[start of Provided text]

NYC Parking Tickets cudf.pandas Example#

If you have data in a Snowflake table, you can accelerate your ETL workflow with cuDF.pandas. With cudf.pandas you can accelerate the pandas ecosystem, with zero code changes. Just load cudf.pandas and you will have the benefits of GPU acceleration, with automatic CPU fallback if needed.

For this example, we have a Snowflake table with the Parking Violations Issued - Fiscal Year 2022 dataset from NYC Open Data.

Get data into a Snowflake table#

To follow along, you will need to have the NYC Parking Violations data into your snowflake account, and make sure that this data is accessible from the RAPIDS notebook Snowpark Service Container that you deployed following the Run RAPIDS on Snowflake guide.

[end of Provided text]
[start of Entries provided]

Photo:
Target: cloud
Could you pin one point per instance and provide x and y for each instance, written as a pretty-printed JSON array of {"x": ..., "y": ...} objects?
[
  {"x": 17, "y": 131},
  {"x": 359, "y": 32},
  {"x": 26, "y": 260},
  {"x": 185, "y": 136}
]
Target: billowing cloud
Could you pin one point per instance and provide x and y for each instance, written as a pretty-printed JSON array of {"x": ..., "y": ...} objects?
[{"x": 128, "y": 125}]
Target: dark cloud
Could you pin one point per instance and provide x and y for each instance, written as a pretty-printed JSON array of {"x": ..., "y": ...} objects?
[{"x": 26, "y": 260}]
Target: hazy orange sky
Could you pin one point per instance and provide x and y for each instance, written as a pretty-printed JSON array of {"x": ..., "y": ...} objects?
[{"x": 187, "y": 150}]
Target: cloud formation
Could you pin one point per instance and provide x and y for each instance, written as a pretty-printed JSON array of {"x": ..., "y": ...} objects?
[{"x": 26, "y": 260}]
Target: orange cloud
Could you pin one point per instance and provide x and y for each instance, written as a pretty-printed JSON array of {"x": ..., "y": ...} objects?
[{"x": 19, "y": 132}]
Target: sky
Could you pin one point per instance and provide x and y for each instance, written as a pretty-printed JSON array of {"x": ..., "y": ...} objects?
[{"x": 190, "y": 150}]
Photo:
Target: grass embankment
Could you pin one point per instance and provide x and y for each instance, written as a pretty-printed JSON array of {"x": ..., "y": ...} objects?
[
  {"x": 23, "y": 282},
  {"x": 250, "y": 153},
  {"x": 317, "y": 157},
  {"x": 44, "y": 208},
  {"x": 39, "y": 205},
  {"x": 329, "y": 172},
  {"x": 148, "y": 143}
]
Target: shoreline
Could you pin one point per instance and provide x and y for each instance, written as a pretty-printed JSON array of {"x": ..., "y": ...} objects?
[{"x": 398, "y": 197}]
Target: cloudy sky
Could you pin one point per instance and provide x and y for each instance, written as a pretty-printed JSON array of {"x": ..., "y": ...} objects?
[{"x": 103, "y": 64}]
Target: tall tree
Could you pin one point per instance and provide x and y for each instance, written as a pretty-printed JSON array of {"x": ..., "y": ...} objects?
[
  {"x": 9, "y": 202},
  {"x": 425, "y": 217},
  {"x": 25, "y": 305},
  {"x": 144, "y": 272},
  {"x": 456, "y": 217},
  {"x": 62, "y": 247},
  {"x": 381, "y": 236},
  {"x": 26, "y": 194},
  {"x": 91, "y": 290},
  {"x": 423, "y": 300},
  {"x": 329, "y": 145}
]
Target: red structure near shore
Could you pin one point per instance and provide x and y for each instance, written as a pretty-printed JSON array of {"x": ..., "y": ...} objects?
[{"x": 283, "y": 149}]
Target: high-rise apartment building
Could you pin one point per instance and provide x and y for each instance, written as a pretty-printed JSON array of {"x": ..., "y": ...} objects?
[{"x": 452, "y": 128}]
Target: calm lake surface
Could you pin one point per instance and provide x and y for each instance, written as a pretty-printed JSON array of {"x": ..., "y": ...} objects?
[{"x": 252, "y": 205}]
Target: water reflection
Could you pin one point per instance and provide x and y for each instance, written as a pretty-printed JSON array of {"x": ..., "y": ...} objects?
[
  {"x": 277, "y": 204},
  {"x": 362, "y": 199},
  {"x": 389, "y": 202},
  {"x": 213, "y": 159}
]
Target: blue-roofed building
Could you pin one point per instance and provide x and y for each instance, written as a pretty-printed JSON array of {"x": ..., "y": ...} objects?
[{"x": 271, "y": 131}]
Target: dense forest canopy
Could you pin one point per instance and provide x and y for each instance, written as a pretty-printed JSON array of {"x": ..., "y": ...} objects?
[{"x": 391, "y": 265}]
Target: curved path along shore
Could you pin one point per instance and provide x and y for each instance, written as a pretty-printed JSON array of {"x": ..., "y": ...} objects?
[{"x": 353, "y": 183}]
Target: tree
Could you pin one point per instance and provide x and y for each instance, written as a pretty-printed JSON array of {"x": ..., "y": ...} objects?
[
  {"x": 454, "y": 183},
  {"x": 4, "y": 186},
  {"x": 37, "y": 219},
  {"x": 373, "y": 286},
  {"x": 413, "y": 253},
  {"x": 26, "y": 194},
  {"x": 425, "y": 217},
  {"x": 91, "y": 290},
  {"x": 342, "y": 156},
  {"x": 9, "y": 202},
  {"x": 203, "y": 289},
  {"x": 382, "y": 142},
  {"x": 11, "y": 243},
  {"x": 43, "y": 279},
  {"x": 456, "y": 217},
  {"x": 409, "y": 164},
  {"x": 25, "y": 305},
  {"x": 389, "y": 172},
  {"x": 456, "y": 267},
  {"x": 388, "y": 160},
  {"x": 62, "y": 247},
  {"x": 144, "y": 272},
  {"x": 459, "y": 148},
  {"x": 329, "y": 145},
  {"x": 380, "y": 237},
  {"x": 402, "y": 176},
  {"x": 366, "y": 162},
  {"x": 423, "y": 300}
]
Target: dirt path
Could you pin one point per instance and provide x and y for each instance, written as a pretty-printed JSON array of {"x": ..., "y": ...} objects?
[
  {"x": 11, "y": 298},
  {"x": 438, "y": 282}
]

[end of Entries provided]
[start of Entries provided]

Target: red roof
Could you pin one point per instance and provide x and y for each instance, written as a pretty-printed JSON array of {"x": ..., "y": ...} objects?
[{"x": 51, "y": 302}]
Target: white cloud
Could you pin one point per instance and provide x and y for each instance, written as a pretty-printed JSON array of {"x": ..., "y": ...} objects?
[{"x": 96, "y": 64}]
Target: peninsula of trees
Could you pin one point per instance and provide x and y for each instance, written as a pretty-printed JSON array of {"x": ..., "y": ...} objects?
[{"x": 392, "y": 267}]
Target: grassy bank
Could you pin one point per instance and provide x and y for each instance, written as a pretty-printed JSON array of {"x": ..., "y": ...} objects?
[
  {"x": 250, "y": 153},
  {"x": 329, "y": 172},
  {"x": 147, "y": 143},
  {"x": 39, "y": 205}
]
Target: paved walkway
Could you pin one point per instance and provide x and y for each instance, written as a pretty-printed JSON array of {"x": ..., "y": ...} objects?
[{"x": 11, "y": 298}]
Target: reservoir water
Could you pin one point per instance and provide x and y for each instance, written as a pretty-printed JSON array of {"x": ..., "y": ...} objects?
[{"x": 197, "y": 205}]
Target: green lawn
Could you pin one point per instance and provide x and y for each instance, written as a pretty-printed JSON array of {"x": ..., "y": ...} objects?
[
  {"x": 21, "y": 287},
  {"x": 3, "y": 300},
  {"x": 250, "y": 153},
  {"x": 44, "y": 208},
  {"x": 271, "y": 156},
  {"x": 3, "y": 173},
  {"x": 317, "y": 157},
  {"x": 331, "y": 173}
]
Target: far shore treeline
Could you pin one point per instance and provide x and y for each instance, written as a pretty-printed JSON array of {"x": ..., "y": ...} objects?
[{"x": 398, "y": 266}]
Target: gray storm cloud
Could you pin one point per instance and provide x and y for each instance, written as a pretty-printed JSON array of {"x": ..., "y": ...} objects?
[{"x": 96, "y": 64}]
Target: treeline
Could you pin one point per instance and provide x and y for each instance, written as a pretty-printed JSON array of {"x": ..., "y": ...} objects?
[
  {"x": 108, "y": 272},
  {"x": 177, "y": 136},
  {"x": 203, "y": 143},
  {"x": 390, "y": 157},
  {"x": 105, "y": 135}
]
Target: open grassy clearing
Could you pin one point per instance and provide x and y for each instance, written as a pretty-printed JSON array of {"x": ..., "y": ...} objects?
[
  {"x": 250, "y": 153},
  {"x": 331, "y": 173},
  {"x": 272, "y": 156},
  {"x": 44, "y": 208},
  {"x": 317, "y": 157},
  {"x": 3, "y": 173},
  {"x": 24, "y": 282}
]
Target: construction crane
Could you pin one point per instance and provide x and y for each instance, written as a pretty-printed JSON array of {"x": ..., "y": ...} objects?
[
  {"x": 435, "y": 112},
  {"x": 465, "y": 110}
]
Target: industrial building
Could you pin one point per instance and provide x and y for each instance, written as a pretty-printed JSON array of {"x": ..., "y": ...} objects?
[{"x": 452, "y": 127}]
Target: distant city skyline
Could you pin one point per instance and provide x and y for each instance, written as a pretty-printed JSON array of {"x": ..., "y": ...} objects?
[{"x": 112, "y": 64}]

[end of Entries provided]

■ Stated problem 1 ■
Answer these questions about the NYC parking tickets example:
(a) What happens if GPU acceleration isn't possible when cudf.pandas is loaded?
(b) Which dataset does the example's Snowflake table hold, and where is it from?
(c) Which guide was followed to deploy the RAPIDS notebook Snowpark Service Container?
■ Stated problem 2 ■
How would you condense the paragraph in the NYC parking tickets example that begins "If you have data in a Snowflake table" into a short bulleted list that keeps its main facts?
■ Stated problem 3 ■
Extend the NYC parking tickets example past its final sentence.

■ Task result 1 ■
(a) It falls back to the CPU automatically.
(b) The Parking Violations Issued - Fiscal Year 2022 dataset, from NYC Open Data.
(c) The Run RAPIDS on Snowflake guide.

■ Task result 2 ■
- cudf.pandas can accelerate an ETL workflow on data stored in a Snowflake table.
- It accelerates the pandas ecosystem with zero code changes.
- Loading cudf.pandas is all that's needed to get GPU acceleration.
- If needed, it falls back to the CPU automatically.

■ Task result 3 ■
In a Snowflake SQL sheet and with ACCOUNTADMIN role

-- Create a database where the table would live --

CREATE DATABASE CUDF_SNOWFLAKE_EXAMPLE;

USE DATABASE DATABASE CUDF_SNOWFLAKE_EXAMPLE; 

CREATE OR REPLACE FILE FORMAT my_parquet_format
TYPE = 'PARQUET';

CREATE OR REPLACE STAGE my_s3_stage
URL = 's3://rapidsai-data/datasets/nyc_parking/'
FILE_FORMAT = my_parquet_format;

-- Infer schema from parquet file to use when creating table later --
SELECT COLUMN_NAME, TYPE
FROM TABLE(
    INFER_SCHEMA(
        LOCATION => '@my_s3_stage',
        FILE_FORMAT => 'my_parquet_format',
        FILES => ('nyc_parking_violations_2022.parquet')
    )
);

-- Create table using the inferred schema in the previous step --
CREATE OR REPLACE TABLE NYC_PARKING_VIOLATIONS
  USING TEMPLATE (
    SELECT ARRAY_AGG(OBJECT_CONSTRUCT(*))
      FROM TABLE(
        INFER_SCHEMA(
        LOCATION => '@my_s3_stage',
        FILE_FORMAT => 'my_parquet_format',
        FILES => ('nyc_parking_violations_2022.parquet')
        )
      ));

-- Get data from the stage into the table --      
COPY INTO NYC_PARKING_VIOLATIONS
FROM @my_s3_stage
FILES = ('nyc_parking_violations_2022.parquet')
FILE_FORMAT = (TYPE = 'PARQUET')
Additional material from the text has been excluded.